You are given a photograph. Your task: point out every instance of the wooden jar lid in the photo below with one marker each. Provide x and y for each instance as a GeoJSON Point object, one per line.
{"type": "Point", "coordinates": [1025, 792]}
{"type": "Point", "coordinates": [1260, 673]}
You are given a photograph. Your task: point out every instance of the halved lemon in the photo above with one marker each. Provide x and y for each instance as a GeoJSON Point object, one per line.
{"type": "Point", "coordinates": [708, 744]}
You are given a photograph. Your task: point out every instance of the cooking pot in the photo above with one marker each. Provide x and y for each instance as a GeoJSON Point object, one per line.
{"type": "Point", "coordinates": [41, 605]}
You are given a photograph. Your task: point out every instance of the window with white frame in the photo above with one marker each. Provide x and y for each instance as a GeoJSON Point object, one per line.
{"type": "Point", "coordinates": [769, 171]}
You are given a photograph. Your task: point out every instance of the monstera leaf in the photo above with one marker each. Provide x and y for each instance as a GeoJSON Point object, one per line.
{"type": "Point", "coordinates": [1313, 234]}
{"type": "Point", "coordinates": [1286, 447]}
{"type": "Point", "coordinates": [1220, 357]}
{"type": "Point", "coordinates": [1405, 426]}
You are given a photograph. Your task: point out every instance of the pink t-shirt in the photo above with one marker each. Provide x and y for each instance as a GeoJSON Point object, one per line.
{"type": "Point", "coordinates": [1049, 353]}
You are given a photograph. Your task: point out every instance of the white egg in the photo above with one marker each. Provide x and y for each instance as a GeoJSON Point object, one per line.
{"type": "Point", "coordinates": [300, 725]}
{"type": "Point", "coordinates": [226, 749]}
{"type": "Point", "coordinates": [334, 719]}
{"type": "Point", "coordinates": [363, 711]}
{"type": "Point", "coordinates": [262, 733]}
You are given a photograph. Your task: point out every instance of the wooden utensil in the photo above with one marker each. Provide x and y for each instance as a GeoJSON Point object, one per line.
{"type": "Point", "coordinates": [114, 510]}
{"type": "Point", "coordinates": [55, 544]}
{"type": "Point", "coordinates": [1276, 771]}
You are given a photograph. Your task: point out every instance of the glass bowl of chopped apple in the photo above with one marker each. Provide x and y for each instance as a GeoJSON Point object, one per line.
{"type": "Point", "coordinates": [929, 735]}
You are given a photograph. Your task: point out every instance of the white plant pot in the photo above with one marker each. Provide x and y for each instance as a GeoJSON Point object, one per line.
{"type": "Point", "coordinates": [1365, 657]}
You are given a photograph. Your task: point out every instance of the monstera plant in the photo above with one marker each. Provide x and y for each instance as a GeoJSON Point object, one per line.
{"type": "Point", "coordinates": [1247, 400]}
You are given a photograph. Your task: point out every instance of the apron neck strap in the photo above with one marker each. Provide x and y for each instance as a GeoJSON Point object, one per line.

DIRECTIONS FOR THIS TASK:
Write out every entry above exactly as given.

EXPECTED ANSWER:
You are given a photograph. Your task: point out every instance of the wooden jar lid in the photo below with one marker each. Provide x and y for each instance as a GeoJSON Point object, one per line.
{"type": "Point", "coordinates": [1025, 792]}
{"type": "Point", "coordinates": [1260, 673]}
You are given a photograph. Your task: point out every instance of the halved lemon in the photo above with one marker each. Provide x and y for each instance as a GeoJSON Point object, one per line.
{"type": "Point", "coordinates": [708, 744]}
You are given a photograph. Your task: point out every instance of the cooking pot in the photo above with one marker each. Provide x and y for each instance as a GeoJSON Point object, one per line.
{"type": "Point", "coordinates": [41, 605]}
You are given a photograph. Your task: point out every instance of the window with white frame in the photo above with one marker each. Provide x and y for each instance as a GeoJSON Point object, one per line.
{"type": "Point", "coordinates": [769, 171]}
You are given a photograph. Your task: point out every instance of the monstera leaf in the photo above with one marker each. Provide x and y for each instance as a GeoJSON Point object, one per line.
{"type": "Point", "coordinates": [1313, 234]}
{"type": "Point", "coordinates": [1286, 447]}
{"type": "Point", "coordinates": [1220, 357]}
{"type": "Point", "coordinates": [1405, 426]}
You are given a photograph. Your task: point out every instance of the pink t-shirt in the photo above with one marker each. Provide x and y for each instance as a GeoJSON Point object, one per line.
{"type": "Point", "coordinates": [1049, 353]}
You are given a photograph. Your task: point out every instance of the white egg in the photo above with one marker each. Provide x and y for each instance as a GeoJSON Point object, one per line.
{"type": "Point", "coordinates": [300, 725]}
{"type": "Point", "coordinates": [226, 749]}
{"type": "Point", "coordinates": [334, 719]}
{"type": "Point", "coordinates": [363, 711]}
{"type": "Point", "coordinates": [262, 733]}
You are given a photograph. Your task: point out every instance of the wooden utensil in the photo above with one marker each. Provide x and y for each instance as a GeoJSON Point object, one per line.
{"type": "Point", "coordinates": [114, 510]}
{"type": "Point", "coordinates": [55, 544]}
{"type": "Point", "coordinates": [1276, 771]}
You are given a photograph. Your task: point out every instance of the glass bowl of chopped apple in the photo above with one marker each. Provide x and y for each instance as a GeoJSON Point object, one per line.
{"type": "Point", "coordinates": [929, 735]}
You are given a photograph. Your task: point out every instance of the white plant pot in the photo above with one marker each. Provide x and y for each instance as a GeoJSON Point object, one per line.
{"type": "Point", "coordinates": [1365, 657]}
You are given a photograph. Your task: point out every instance of the monstera plant in the photo above with one marker each. Provide x and y for each instance as a GeoJSON Point object, one per line.
{"type": "Point", "coordinates": [1247, 400]}
You are given a photograph. Your task: point out every instance of the apron neck strap in the photo above with one marker each. Provide x and y for each instance as a GeoJSON Point object, one per line.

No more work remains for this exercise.